TO DO: Only the lines with the string "polo" are needed; return each of them from the entries below.

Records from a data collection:
◇ ◇ ◇ ◇

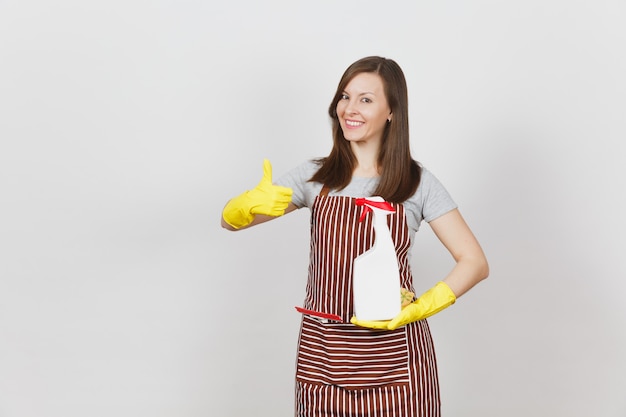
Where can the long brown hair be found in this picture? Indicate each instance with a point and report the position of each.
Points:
(400, 173)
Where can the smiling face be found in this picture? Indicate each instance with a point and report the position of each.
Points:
(362, 109)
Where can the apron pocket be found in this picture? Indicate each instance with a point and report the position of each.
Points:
(351, 357)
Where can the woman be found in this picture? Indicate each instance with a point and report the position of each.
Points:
(347, 366)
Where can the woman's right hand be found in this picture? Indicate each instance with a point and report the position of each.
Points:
(266, 199)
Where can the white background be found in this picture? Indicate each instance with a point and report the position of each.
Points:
(126, 125)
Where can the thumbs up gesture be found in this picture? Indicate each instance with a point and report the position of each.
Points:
(266, 198)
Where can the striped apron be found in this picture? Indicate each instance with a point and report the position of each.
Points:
(344, 370)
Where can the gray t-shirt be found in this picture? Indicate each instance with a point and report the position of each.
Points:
(430, 200)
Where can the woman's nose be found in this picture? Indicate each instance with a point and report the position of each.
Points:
(351, 107)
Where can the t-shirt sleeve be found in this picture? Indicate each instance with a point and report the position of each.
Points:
(430, 201)
(436, 201)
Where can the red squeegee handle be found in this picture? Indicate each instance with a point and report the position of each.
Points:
(319, 314)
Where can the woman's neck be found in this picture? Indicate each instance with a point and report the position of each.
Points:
(366, 159)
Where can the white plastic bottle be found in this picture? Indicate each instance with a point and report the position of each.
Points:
(376, 275)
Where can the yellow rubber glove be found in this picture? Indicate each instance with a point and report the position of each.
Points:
(266, 198)
(431, 302)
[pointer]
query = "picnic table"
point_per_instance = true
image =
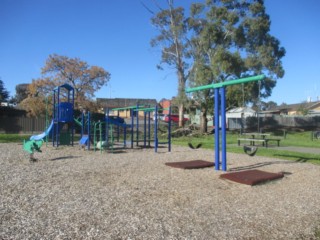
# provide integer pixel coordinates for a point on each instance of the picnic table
(254, 137)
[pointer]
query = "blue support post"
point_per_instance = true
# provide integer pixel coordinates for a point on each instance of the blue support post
(223, 130)
(149, 129)
(72, 123)
(156, 130)
(216, 128)
(169, 131)
(145, 129)
(137, 127)
(132, 126)
(118, 129)
(89, 130)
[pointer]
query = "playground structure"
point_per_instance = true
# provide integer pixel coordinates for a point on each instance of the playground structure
(220, 97)
(62, 125)
(134, 127)
(63, 120)
(102, 134)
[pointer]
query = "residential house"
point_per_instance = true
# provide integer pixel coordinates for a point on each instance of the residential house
(236, 117)
(296, 109)
(108, 104)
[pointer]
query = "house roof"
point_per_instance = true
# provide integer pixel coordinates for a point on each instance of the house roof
(241, 110)
(296, 106)
(125, 102)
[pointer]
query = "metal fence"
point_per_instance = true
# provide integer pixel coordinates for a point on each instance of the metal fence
(22, 125)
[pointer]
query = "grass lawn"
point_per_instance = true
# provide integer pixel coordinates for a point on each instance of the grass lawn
(293, 139)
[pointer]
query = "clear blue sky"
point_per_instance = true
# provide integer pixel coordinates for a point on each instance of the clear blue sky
(115, 34)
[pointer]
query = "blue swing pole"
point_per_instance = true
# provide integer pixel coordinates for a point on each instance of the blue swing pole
(223, 130)
(156, 130)
(216, 129)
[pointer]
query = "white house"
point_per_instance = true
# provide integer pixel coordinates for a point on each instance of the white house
(236, 116)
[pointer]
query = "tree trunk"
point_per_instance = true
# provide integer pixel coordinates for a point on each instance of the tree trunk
(181, 115)
(203, 121)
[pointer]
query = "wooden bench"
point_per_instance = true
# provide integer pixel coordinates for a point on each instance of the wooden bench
(273, 139)
(264, 141)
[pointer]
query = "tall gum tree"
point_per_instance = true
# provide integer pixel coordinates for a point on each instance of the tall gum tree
(230, 39)
(172, 39)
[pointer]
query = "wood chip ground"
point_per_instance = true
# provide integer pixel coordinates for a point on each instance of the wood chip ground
(74, 194)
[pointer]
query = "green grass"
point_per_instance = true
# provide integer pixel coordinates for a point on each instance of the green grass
(11, 138)
(295, 139)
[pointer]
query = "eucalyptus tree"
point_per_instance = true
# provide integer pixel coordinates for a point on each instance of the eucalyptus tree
(230, 39)
(173, 41)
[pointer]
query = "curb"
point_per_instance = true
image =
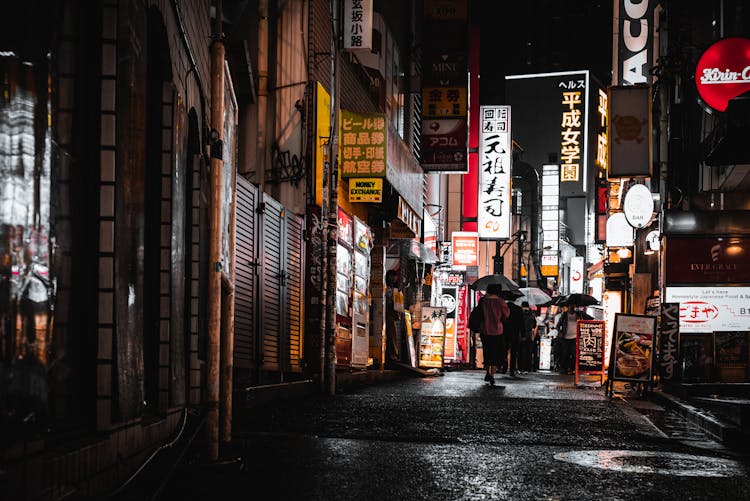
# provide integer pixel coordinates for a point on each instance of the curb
(718, 429)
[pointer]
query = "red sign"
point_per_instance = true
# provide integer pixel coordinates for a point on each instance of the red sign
(723, 72)
(707, 260)
(465, 248)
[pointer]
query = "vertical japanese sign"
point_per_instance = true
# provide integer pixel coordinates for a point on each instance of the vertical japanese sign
(465, 245)
(445, 86)
(571, 138)
(669, 341)
(363, 144)
(493, 211)
(357, 24)
(576, 275)
(630, 135)
(590, 348)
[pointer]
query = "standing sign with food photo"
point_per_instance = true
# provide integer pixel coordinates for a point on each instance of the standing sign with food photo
(632, 348)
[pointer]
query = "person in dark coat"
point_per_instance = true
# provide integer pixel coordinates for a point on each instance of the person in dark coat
(495, 311)
(568, 332)
(513, 326)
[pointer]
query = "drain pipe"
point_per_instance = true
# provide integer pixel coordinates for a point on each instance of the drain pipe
(214, 273)
(260, 158)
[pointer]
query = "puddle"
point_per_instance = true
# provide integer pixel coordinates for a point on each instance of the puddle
(663, 463)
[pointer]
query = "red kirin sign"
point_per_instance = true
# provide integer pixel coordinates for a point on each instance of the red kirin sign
(723, 72)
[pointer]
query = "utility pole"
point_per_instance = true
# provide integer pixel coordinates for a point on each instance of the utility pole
(332, 215)
(214, 273)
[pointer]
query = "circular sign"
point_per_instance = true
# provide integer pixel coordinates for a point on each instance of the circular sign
(638, 206)
(653, 240)
(449, 301)
(723, 72)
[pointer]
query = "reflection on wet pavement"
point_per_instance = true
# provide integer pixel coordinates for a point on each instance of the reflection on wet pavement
(664, 463)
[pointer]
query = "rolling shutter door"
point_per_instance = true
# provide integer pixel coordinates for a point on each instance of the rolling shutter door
(246, 263)
(271, 283)
(294, 290)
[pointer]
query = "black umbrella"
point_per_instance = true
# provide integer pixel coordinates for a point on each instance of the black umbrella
(578, 300)
(508, 285)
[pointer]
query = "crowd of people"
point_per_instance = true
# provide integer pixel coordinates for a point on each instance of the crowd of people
(510, 334)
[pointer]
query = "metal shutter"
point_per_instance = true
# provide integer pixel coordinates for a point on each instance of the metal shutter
(271, 283)
(246, 263)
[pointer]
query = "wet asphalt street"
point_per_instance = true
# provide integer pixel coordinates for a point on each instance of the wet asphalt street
(455, 437)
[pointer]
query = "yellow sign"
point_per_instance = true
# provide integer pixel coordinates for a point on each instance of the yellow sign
(322, 132)
(444, 102)
(550, 270)
(366, 190)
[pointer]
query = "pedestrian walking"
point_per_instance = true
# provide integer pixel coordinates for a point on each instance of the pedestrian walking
(568, 328)
(513, 328)
(487, 318)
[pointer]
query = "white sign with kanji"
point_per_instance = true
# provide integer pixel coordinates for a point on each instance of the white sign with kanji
(494, 197)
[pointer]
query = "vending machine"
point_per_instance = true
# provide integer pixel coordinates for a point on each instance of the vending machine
(361, 297)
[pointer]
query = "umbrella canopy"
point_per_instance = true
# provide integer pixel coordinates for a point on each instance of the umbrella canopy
(507, 284)
(534, 296)
(579, 300)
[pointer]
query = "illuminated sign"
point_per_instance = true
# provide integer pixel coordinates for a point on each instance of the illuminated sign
(444, 102)
(723, 72)
(619, 232)
(570, 144)
(633, 28)
(630, 134)
(638, 206)
(366, 190)
(357, 24)
(709, 309)
(550, 219)
(493, 211)
(601, 138)
(465, 246)
(363, 144)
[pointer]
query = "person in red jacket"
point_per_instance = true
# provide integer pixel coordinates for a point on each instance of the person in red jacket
(495, 311)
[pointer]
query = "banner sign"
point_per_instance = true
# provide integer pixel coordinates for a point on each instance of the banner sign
(630, 133)
(366, 190)
(669, 342)
(363, 144)
(357, 24)
(707, 260)
(632, 348)
(723, 72)
(633, 34)
(709, 309)
(432, 337)
(493, 211)
(590, 348)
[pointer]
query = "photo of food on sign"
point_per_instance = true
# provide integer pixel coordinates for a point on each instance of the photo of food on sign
(633, 356)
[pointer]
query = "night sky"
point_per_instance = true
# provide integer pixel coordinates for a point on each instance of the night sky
(541, 36)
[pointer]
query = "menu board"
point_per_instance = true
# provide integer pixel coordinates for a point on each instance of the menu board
(432, 337)
(632, 348)
(590, 347)
(731, 349)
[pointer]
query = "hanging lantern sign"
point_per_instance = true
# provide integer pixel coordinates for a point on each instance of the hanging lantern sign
(723, 72)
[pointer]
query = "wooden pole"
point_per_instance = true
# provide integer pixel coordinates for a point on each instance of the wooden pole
(214, 272)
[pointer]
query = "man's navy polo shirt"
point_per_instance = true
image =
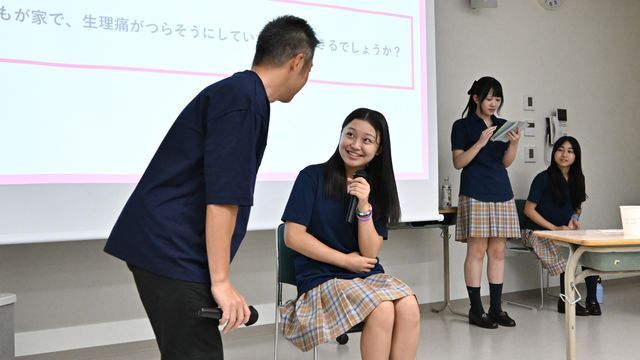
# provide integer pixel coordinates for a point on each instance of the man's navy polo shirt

◇ ◇ ◇ ◇

WRITTEN RESPONSE:
query = "man's navy polo shirt"
# provide integer pixel coordinates for a point on each instance of the man's navy polo shirt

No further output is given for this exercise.